Sometimes it is desirable to provide more detailed 
information and give not only the percentage in each 
performance level or course level for the total population, 
but also the percentages in each performance level for 
specific subgroups of interest; e.g., by ethnicity, gender, 
disability status, etc. Thus, panelists would be told not 
only what percentage of entering students would be 
placed in the entry-level course, for example, but also 
what percentage of African American students, Hispanic 
students, economically disadvantaged students, English as 
a Second Language students, and students with disabilities. 
Along with the policy decision of whether to show impact 
data and how much to show, the authoritative body may 
indicate a desire for the level of consideration they want 
panelists to give to the impact data. That is, the leader 
of the cut-score study may be instructed to encourage 
panelists to give the impact numbers minimal weight or 
to give them strong consideration in their next round of 
judgments. Typically the impact data are considered to be 
just another piece of information, which just strengthens 
the belief of the panelists that they have made wise 
recommendations to that point. The content standards/ 
course objectives and what students should know and be 
able to do should have the most influential effect on the 
resultant cut-score recommendations. 



Evaluating the Process 
and Standards 

The evaluation of the cut-score process and resultant 
performance standards should be designed into the 
cut- score study. Evaluations should occur frequently 
at different stages of the process and ask panelists to 
give an indication of their level of understanding and 
confidence in the process, as well as to provide feedback 
on the type of information they found useful in their 
decision making. Evaluations serve two purposes: (1) 
to provide feedback on the clarity of the training and 
the level of the panelists’ understanding and (2) to 
determine the panelists’ level of satisfaction with the 
process and final cut score, which is an important piece 
of evidence for establishing the validity of performance 
standards (Hambleton, 2001). Initial feedback should 
be given following the training session and reviewed 
prior to the next stage in the process so that any 
misunderstanding or confusion can be addressed prior 
to the panelists making any operational cut-score 
recommendations. 

The frequency with which the evaluations occur can 
vary. At a minimum, evaluations should occur following 
training and at the end of the cut-score session. It is 
recommended that evaluations also occur after the first 
round of cut-score recommendations, and sometimes 
it may be desirable to evaluate panelists’ understanding 
following each round of cut-score recommendations, 
especially in high-stakes situations. Then, a final evaluation 
should be given at the end of the process to document 
panelists’ comfort level with the outcome (Hambleton, 
Jaeger, Flake, and Mills, 2000).

Coordinate annotation records:
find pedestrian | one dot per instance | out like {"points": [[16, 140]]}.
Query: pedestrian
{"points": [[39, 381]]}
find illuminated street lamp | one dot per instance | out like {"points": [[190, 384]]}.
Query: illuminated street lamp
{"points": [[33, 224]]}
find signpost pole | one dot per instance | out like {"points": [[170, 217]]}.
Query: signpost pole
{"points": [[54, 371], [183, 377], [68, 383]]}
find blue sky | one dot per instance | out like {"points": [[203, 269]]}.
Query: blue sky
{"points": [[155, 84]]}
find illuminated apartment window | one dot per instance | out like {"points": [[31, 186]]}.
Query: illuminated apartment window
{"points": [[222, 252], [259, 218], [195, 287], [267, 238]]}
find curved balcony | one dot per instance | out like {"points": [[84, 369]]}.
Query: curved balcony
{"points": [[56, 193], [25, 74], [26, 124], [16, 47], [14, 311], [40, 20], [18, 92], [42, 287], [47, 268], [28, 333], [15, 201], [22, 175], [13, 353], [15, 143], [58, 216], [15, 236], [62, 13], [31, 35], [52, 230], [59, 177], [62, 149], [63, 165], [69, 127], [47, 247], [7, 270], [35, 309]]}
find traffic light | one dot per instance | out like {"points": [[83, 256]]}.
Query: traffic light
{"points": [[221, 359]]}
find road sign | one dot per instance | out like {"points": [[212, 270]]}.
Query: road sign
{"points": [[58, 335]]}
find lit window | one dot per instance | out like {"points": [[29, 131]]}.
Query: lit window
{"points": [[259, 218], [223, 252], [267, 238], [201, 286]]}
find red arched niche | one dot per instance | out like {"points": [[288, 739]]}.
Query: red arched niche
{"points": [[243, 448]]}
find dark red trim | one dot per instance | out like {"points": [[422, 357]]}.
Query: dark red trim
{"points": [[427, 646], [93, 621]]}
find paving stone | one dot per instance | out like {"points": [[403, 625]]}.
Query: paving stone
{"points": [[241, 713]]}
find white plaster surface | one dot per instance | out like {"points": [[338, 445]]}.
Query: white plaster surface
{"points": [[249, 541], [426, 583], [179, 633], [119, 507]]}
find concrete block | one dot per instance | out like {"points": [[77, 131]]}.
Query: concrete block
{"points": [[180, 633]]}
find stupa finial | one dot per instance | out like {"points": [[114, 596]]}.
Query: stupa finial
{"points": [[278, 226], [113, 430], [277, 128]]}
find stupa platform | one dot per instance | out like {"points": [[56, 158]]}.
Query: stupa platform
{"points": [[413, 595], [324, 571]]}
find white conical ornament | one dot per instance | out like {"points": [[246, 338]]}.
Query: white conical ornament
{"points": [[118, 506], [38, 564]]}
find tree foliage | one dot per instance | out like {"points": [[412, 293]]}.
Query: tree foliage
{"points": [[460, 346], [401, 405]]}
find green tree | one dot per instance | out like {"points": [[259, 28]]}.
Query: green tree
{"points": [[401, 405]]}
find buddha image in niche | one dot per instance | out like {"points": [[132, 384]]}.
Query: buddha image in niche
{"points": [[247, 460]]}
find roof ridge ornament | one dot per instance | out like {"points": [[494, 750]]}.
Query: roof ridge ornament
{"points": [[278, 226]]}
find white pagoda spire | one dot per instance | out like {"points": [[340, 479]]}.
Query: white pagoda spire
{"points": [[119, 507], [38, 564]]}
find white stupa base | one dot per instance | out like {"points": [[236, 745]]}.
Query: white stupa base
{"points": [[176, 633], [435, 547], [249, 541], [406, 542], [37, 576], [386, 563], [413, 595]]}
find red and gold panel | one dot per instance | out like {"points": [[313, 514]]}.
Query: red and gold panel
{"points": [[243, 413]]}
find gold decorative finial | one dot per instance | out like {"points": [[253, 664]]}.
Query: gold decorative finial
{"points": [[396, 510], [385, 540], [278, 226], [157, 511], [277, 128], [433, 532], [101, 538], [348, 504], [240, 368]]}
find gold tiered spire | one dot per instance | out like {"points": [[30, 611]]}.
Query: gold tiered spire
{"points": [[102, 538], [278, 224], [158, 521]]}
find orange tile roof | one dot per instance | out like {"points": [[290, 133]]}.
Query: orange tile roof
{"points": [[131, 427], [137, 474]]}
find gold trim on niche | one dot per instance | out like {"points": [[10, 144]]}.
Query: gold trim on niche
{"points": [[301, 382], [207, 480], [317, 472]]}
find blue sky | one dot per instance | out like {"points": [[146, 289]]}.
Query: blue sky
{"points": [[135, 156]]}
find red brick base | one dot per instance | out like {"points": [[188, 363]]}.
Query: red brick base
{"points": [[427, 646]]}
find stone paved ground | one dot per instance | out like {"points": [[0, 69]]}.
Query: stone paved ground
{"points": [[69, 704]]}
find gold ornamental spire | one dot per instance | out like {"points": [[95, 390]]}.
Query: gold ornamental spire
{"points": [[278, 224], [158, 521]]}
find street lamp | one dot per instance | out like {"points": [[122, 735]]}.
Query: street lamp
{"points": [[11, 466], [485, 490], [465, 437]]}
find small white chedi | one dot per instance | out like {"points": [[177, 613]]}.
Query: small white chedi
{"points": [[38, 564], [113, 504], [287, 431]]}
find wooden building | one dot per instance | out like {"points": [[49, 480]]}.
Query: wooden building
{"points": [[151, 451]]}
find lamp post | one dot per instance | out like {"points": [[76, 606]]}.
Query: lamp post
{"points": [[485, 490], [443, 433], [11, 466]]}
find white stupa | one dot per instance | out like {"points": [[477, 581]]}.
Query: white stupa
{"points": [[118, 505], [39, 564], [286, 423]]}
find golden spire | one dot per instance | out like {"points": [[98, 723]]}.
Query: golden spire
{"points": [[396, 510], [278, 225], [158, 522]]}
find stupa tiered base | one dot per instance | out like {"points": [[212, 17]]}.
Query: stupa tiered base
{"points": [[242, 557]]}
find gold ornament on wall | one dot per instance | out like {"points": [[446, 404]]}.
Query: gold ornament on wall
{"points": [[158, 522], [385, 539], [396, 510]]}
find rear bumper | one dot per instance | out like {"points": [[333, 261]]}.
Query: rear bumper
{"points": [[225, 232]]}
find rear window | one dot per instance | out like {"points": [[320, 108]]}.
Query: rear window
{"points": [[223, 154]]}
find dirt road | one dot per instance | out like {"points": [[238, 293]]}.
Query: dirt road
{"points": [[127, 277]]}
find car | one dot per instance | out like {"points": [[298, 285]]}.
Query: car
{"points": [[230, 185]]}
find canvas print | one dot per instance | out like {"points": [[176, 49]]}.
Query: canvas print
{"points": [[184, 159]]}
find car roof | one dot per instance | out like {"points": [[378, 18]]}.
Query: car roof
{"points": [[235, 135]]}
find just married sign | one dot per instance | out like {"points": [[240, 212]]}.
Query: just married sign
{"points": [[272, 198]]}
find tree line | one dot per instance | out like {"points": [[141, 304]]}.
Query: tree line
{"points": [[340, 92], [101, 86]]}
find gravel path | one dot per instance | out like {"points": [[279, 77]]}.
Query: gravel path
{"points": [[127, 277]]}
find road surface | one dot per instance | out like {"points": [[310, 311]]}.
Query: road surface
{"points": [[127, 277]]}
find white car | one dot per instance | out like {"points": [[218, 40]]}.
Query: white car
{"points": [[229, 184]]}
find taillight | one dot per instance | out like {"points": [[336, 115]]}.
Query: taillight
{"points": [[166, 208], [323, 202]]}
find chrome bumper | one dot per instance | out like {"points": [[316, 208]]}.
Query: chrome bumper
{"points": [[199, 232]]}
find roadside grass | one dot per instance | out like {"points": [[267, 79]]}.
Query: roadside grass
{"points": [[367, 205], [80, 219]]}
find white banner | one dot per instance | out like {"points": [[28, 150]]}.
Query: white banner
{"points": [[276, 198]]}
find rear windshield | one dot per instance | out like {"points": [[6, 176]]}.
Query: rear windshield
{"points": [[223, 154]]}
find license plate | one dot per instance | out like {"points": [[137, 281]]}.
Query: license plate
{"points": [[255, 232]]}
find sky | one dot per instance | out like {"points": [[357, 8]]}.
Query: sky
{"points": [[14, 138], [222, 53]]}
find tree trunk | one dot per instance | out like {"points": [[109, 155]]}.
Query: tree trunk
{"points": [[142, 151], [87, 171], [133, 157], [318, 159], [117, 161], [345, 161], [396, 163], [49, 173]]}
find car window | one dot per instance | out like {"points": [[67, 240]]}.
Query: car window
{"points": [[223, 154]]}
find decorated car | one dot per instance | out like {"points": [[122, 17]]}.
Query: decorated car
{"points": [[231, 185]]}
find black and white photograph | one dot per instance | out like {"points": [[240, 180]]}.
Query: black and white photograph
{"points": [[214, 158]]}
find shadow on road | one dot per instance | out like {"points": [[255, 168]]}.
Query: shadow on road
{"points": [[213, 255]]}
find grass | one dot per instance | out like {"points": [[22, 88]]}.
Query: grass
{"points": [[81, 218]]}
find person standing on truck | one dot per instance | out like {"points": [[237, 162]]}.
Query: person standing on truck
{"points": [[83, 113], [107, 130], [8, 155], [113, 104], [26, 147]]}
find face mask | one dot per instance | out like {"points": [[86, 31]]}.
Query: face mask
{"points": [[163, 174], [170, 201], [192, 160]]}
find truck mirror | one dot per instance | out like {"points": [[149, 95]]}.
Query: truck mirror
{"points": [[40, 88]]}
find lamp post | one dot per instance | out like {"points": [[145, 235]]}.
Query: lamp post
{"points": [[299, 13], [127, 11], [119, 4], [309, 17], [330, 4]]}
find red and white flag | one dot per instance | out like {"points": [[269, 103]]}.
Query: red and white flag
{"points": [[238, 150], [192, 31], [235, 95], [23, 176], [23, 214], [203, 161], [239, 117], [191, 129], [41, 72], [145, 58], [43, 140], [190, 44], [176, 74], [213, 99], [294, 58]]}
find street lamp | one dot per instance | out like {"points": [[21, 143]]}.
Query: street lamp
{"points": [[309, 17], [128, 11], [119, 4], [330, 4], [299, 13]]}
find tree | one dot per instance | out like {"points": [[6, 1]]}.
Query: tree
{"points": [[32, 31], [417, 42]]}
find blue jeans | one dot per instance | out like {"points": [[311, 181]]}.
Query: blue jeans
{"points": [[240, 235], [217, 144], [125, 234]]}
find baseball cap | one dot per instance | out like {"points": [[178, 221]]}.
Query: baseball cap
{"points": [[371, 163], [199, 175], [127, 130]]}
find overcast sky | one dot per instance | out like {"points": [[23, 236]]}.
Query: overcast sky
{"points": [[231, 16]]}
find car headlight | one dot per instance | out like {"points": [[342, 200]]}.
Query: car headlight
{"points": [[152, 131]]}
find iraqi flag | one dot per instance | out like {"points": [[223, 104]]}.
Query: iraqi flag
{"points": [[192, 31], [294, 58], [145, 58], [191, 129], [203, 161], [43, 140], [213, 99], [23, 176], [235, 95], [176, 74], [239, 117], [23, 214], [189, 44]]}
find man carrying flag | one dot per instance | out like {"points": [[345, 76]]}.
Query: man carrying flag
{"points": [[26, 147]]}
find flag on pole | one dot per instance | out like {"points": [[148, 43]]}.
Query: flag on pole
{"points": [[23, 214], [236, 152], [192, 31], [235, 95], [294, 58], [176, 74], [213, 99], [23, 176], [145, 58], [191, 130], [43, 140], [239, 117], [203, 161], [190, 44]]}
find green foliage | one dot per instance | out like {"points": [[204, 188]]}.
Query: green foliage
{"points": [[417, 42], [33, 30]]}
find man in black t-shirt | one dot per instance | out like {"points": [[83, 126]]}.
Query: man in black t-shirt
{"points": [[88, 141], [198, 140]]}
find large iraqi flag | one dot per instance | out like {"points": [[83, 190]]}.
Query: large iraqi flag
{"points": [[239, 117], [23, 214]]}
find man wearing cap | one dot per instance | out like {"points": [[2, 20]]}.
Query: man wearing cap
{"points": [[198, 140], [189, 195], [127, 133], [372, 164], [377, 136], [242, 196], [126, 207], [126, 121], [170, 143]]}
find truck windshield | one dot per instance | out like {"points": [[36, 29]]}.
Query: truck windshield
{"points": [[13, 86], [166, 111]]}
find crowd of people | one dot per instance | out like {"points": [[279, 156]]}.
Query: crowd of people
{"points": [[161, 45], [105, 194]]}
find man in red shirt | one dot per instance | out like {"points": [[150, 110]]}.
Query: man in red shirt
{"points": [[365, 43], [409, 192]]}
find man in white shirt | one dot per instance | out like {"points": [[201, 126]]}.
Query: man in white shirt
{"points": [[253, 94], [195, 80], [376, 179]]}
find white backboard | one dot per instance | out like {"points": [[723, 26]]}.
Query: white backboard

__GOAL__. Extend the passage on cut-score studies, picking up right after its final sentence. The records were taken from a separate source.

__THE ANSWER__.
Documenting the Process 

Throughout the cut-score process, consideration 
should be given to the type of documentation that 
should be maintained. In the event that the cut- score 
recommendations are ever challenged, the cut- score 
study documentation is the evidence of what occurred 
and of what the panelists recommended. Documentation 
includes the plan for the cut- score study; any scripts 
used; the materials given to panelists; any slide show 
presentation given; panelists’ ratings; panelists’ 
evaluations of the process and the resultant cut scores; 
the impact data that was presented to the panelists; 
and data used to create any other materials used in the 
cut-score session, such as score distributions and any 
item- difficulty estimates that may have been used for 
item ordering. The documentation provides evidence 
to support the validity of the cut scores. Kane (1994) 
provides two guidelines for examining the validity of 
performance standards: 1) that the cut score corresponds 
to the specified performance standard and 2) that the 


specified performance standard is reasonable given the 
purpose of the decision.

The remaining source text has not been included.